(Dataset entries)
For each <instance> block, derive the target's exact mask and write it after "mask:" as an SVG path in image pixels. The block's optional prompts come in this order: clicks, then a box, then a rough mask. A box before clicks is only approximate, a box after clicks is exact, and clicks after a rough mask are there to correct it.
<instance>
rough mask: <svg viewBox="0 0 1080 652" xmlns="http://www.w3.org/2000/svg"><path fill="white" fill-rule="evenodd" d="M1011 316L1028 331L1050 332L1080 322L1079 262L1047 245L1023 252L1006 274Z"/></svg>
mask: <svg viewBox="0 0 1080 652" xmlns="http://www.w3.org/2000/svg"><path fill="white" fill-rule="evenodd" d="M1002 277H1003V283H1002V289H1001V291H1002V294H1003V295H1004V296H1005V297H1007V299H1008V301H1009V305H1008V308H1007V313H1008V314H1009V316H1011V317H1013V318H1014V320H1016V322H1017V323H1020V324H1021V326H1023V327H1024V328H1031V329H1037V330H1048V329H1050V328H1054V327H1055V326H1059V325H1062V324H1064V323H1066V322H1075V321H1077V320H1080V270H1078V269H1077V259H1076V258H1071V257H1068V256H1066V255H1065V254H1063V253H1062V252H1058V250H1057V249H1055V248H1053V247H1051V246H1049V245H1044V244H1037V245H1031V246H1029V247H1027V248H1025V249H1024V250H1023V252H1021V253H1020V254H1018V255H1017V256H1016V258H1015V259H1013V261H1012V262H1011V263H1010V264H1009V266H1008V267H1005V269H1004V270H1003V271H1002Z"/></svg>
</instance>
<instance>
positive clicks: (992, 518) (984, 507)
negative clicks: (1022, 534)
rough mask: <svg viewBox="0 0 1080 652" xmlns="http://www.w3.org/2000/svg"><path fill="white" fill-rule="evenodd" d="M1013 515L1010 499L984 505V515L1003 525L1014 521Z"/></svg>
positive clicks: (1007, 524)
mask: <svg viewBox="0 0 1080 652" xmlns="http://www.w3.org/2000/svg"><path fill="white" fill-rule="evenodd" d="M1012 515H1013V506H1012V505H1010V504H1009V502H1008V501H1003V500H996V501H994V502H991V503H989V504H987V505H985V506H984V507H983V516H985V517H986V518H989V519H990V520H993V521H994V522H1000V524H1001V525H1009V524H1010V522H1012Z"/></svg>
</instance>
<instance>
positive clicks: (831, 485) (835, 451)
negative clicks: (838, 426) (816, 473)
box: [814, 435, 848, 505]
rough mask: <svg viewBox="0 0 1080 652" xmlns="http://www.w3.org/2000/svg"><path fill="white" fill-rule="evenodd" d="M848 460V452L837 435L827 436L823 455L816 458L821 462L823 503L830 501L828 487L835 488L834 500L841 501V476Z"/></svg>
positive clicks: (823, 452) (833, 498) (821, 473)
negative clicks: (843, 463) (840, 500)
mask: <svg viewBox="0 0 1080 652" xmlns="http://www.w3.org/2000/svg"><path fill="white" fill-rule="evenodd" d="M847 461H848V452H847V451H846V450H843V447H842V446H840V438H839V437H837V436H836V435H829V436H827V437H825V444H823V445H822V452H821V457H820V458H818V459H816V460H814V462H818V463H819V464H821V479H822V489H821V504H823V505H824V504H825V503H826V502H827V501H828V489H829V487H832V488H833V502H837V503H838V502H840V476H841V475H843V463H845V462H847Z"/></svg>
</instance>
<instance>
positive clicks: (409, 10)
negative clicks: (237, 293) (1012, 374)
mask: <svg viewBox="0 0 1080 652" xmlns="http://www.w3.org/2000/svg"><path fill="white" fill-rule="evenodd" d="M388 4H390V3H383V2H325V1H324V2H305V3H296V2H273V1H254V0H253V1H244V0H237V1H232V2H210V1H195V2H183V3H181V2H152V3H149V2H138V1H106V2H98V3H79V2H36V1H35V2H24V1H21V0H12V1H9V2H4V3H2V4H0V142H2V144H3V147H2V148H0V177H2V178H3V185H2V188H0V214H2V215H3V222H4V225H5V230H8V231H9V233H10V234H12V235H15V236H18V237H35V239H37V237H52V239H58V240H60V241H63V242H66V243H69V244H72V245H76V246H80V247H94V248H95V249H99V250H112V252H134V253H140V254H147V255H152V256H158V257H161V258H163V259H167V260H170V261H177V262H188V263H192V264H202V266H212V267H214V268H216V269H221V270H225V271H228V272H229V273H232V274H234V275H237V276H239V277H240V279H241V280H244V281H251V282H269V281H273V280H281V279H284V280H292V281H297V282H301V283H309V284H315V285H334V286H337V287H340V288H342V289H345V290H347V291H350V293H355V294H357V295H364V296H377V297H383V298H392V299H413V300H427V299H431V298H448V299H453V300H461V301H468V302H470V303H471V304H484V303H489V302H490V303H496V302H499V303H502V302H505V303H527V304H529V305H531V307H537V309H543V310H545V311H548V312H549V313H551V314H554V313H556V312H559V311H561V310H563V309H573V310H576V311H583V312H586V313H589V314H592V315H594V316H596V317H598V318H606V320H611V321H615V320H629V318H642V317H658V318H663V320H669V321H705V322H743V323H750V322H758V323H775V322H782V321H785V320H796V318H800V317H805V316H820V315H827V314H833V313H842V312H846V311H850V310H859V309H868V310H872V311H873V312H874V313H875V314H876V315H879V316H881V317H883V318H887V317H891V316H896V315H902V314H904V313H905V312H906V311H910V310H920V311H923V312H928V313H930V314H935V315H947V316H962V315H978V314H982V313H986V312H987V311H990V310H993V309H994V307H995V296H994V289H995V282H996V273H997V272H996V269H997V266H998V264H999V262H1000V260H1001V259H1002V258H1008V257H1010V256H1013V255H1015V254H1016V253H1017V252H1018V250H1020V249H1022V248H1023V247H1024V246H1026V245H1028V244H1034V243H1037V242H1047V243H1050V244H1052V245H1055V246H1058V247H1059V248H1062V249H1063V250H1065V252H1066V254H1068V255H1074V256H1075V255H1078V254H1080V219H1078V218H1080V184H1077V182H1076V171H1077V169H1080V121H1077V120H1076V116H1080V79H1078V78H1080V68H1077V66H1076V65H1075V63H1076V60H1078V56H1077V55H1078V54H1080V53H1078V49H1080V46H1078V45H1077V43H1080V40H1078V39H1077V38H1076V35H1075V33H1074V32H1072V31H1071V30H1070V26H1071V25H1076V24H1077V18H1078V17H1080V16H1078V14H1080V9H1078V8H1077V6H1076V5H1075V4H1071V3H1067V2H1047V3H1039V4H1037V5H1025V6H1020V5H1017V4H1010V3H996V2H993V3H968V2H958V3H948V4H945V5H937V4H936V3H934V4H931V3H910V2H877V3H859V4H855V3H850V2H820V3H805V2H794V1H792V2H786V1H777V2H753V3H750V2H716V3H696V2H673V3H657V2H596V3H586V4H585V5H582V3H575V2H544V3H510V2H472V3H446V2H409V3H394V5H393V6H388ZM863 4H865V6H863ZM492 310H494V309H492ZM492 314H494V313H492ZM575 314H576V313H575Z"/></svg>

WORK ITEM - Every line above must appear again in your reply, exactly as written.

OUTPUT OF THE TASK -
For each <instance> block, derive the target's exact mask and write it after "mask:" as an SVG path in image pixels. The block's optional prompts come in this order: clicks, then a box, then a rough mask. A box before clicks is only approximate, a box after clicks is exact, and clicks after a rough mask are there to correct it.
<instance>
rough mask: <svg viewBox="0 0 1080 652" xmlns="http://www.w3.org/2000/svg"><path fill="white" fill-rule="evenodd" d="M1011 316L1028 331L1050 332L1080 322L1079 262L1047 245L1023 252L1006 274Z"/></svg>
mask: <svg viewBox="0 0 1080 652" xmlns="http://www.w3.org/2000/svg"><path fill="white" fill-rule="evenodd" d="M1002 277H1003V283H1002V289H1001V291H1002V294H1003V295H1004V296H1005V297H1007V299H1008V301H1009V305H1008V308H1007V313H1008V314H1009V316H1011V317H1013V318H1014V320H1016V322H1017V323H1020V324H1021V326H1023V327H1024V328H1031V329H1037V330H1048V329H1050V328H1054V327H1055V326H1059V325H1062V324H1064V323H1066V322H1075V321H1077V320H1080V270H1078V269H1077V259H1076V258H1071V257H1068V256H1066V255H1065V254H1063V253H1062V252H1058V250H1057V249H1055V248H1053V247H1051V246H1049V245H1044V244H1037V245H1031V246H1029V247H1027V248H1025V249H1024V250H1023V252H1021V253H1020V254H1018V255H1017V256H1016V258H1015V259H1013V261H1012V262H1011V263H1010V264H1009V266H1008V267H1005V269H1004V270H1003V271H1002Z"/></svg>
</instance>
<instance>
positive clicks: (992, 518) (984, 507)
negative clicks: (1022, 534)
rough mask: <svg viewBox="0 0 1080 652" xmlns="http://www.w3.org/2000/svg"><path fill="white" fill-rule="evenodd" d="M1013 515L1010 499L984 505V515L1003 525L1014 521Z"/></svg>
positive clicks: (1007, 524)
mask: <svg viewBox="0 0 1080 652" xmlns="http://www.w3.org/2000/svg"><path fill="white" fill-rule="evenodd" d="M1012 515H1013V506H1012V505H1010V504H1009V502H1008V501H1003V500H996V501H994V502H991V503H989V504H987V505H985V506H984V507H983V516H985V517H986V518H989V519H990V520H993V521H994V522H1000V524H1001V525H1009V524H1010V522H1012Z"/></svg>
</instance>
<instance>
positive clicks: (831, 485) (835, 451)
negative clicks: (838, 426) (816, 473)
box: [814, 435, 848, 505]
rough mask: <svg viewBox="0 0 1080 652" xmlns="http://www.w3.org/2000/svg"><path fill="white" fill-rule="evenodd" d="M848 460V452L837 435L827 436L823 455L816 458L821 462L823 503L830 501L828 487L835 488L834 500L841 501V476Z"/></svg>
positive clicks: (823, 452) (833, 498) (821, 473)
negative clicks: (843, 463) (840, 500)
mask: <svg viewBox="0 0 1080 652" xmlns="http://www.w3.org/2000/svg"><path fill="white" fill-rule="evenodd" d="M847 461H848V452H847V451H846V450H843V447H842V446H840V438H839V437H837V436H836V435H829V436H827V437H825V444H823V445H822V452H821V457H820V458H818V459H816V460H814V462H818V463H819V464H821V479H822V489H821V504H823V505H824V504H825V503H826V502H827V501H828V489H829V487H832V488H833V502H837V503H838V502H840V476H841V475H843V463H845V462H847Z"/></svg>
</instance>
<instance>
positive clicks: (409, 10)
negative clicks: (237, 293) (1012, 374)
mask: <svg viewBox="0 0 1080 652" xmlns="http://www.w3.org/2000/svg"><path fill="white" fill-rule="evenodd" d="M388 4H390V3H383V2H325V1H324V2H305V3H296V2H273V1H254V0H253V1H244V0H237V1H232V2H210V1H195V2H183V3H181V2H152V3H149V2H138V1H106V2H98V3H79V2H36V1H35V2H24V1H21V0H12V1H9V2H4V3H2V4H0V142H2V144H3V147H2V148H0V177H2V178H3V185H2V188H0V214H2V215H3V222H4V225H5V230H8V231H9V233H10V234H12V235H15V236H18V237H35V239H37V237H52V239H58V240H60V241H63V242H66V243H69V244H72V245H76V246H80V247H94V248H95V249H99V250H112V252H134V253H140V254H147V255H152V256H158V257H161V258H163V259H167V260H170V261H177V262H188V263H192V264H202V266H212V267H214V268H216V269H221V270H225V271H228V272H229V273H232V274H234V275H237V276H239V277H240V279H241V280H244V281H251V282H269V281H273V280H281V279H284V280H292V281H297V282H301V283H309V284H315V285H334V286H337V287H340V288H342V289H345V290H347V291H350V293H355V294H357V295H364V296H377V297H383V298H392V299H413V300H427V299H431V298H448V299H453V300H461V301H468V302H470V303H471V304H484V303H489V302H490V303H496V302H499V303H502V302H505V303H527V304H529V305H531V307H537V309H543V310H545V311H548V312H549V313H551V314H554V313H556V312H559V311H561V310H563V309H573V310H576V311H583V312H586V313H589V314H592V315H594V316H596V317H598V318H606V320H611V321H615V320H629V318H642V317H658V318H663V320H669V321H705V322H743V323H750V322H758V323H775V322H782V321H785V320H796V318H800V317H805V316H820V315H827V314H833V313H842V312H846V311H850V310H859V309H868V310H872V311H873V312H874V313H875V314H876V315H879V316H881V317H883V318H887V317H891V316H896V315H902V314H904V313H905V312H906V311H910V310H920V311H923V312H928V313H930V314H935V315H947V316H962V315H978V314H982V313H986V312H987V311H990V310H993V309H994V307H995V296H994V289H995V282H996V273H997V272H996V269H997V266H998V264H999V262H1000V260H1001V259H1002V258H1008V257H1010V256H1013V255H1015V254H1016V253H1017V252H1018V250H1020V249H1022V248H1023V247H1024V246H1026V245H1028V244H1034V243H1037V242H1047V243H1050V244H1052V245H1055V246H1058V247H1059V248H1062V249H1063V250H1065V252H1066V254H1068V255H1074V256H1075V255H1078V254H1080V219H1078V218H1080V184H1077V182H1076V171H1077V169H1080V121H1077V120H1076V116H1080V79H1078V78H1080V68H1077V66H1076V65H1075V63H1076V60H1078V56H1077V55H1078V54H1080V53H1078V49H1080V46H1078V45H1077V43H1080V40H1078V39H1077V38H1076V35H1075V33H1074V32H1072V31H1071V30H1070V26H1071V25H1076V24H1077V18H1078V17H1080V16H1078V14H1080V9H1078V8H1077V6H1076V5H1075V4H1071V3H1067V2H1047V3H1039V4H1037V5H1025V6H1020V5H1017V4H1010V3H996V2H993V3H968V2H958V3H948V4H945V5H937V4H936V3H934V4H931V3H910V2H877V3H859V4H855V3H850V2H820V3H805V2H794V1H792V2H786V1H777V2H753V3H750V2H716V3H696V2H673V3H657V2H596V3H586V4H585V5H582V3H575V2H544V3H510V2H472V3H446V2H409V3H394V5H393V6H388ZM863 4H865V6H863ZM492 310H494V309H492ZM492 314H494V313H492ZM575 314H576V313H575Z"/></svg>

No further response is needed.